TESTO DATO

════

Un viaggio a Basilea val bene la visita al KuMu, Il Kunstmuseum di città primo esempio di museo borghese svizzero esistente. E
Il mio personale resoconto di un pomeriggio di fine estate alla scoperta di una istituzione che raccoglie una collezione ricchissima ed estremamente composita di opere d’arte dal XV secolo ai giorni nostri capace di soddisfare il gusto di ciascun visitatore.
Con quest’articolo si apre per me una collaborazione da freelance con la rivista Mentinfuga che mi auguro sia lunga e proficua per entrambi
Buona lettura e a presto
Lucia

UN POMERIGGIO AL KUNSTMUSEUM DI BASILEA

Nutrirsi di Arte e Bellezza è il miglior alimento per una quotidianità che gratifichi tutti maggiormente. È probabilmente per questo motivo che la municipalità svizzera di Basilea fa pervenire ai nuovi residenti un carnet contenente il meglio di quanto una città di nuova residenza possa offrire a ogni suo nuovo abitante. Un segno tangibile di civiltà e un invito a guardare oltre, alla ricerca di ciò che possa rappresentare il meglio sempre.

Vorrei poter dire che dall’inizio è stato questo lo spirito con cui mi sono apprestata a visitare il Kunstmuseum di Basilea ma non sarei onesta. Ma la flessibilità mentale è fatta anche per ricredersi sulla prima opinione che in modo razionale formuliamo sempre su cose, persone e situazioni della vita, e questa particolare circostanza per me non lo è stata da meno. Ed è così che un momento di relax, ritagliato in un pomeriggio estivo in cui ero in visita per la mia terza volta nella città capitale dell’omonimo cantone si è trasformato in pura meraviglia.

════

(Record di un dataset)

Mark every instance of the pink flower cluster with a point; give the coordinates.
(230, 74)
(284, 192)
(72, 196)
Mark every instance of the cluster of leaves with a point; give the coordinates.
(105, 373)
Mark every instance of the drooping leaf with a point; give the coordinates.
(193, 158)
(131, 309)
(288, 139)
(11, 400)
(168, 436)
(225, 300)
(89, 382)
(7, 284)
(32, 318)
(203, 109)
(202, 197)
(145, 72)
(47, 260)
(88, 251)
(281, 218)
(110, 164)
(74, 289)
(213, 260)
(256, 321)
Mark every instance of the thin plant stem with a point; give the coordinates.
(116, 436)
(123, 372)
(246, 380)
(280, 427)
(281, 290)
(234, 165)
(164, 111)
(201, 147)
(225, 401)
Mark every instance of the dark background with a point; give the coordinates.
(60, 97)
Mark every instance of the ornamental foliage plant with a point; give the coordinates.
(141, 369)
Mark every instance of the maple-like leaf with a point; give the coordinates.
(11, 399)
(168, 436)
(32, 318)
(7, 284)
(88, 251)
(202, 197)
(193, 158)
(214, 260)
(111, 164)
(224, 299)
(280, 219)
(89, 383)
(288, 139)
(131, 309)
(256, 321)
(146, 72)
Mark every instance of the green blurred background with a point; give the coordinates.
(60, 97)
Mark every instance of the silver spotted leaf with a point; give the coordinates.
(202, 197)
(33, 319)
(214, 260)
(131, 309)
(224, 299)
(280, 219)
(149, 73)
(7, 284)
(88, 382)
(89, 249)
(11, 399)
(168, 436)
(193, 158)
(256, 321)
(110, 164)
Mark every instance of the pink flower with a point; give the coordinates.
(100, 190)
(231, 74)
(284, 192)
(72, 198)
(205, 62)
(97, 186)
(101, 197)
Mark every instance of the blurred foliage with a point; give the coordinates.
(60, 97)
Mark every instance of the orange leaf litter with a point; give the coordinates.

════

COMPITO
Scrivi il seguito del testo sulla visita al Kunstmuseum di Basilea, riprendendo subito dopo la sua ultima frase.

RISPOSTA SCRITTA
Il Museo d’Arte di Basilea, Kunstmuseum Basel per i locali, è un concentrato di magnificenza artistica a partire da XV secolo e a terminare in età contemporanea. Difficile non trovare un’opera che non sia nelle corde di ciascun visitatore: la ricchezza espositiva la fa da padrone ma in maniera sobria, senza ostentazione. Le molte sale collocate in tre siti diversi e arricchite da circa 300.000 capolavori incontrano il favore di ogni visitatore permettendogli di fare un viaggio nel tempo equilibrato fatto anche di fisicità e movimento, poiché il museo è strutturato su più piani e livelli oltre che in due distinti edifici posti l’uno di fronte all’altro in stretta connessione attraverso un corridoio comunicante sotterraneo che lega lo Haupbau al Neubau. La storia di questo museo antico è altrettanto singolare. Nasce nel 1661 come collezione privata della famiglia di incisori e stampatori Amerbach che la mette a disposizione della collettività dieci anni dopo facendola diventare il primo esempio di museo borghese al mondo caratterizzato da acquisizioni recenti in continuo ampliamento. La mia emotività e le mie scelte di pancia, da mera profana, si sono tutte concentrate

nel Gegenwart, la sezione di arte contemporanea, che incontra appieno la mia sensibilità stuzzicata tuttavia dalla grande offerta di impareggiabili contributi artistici forniti anche nei due su menzionati siti.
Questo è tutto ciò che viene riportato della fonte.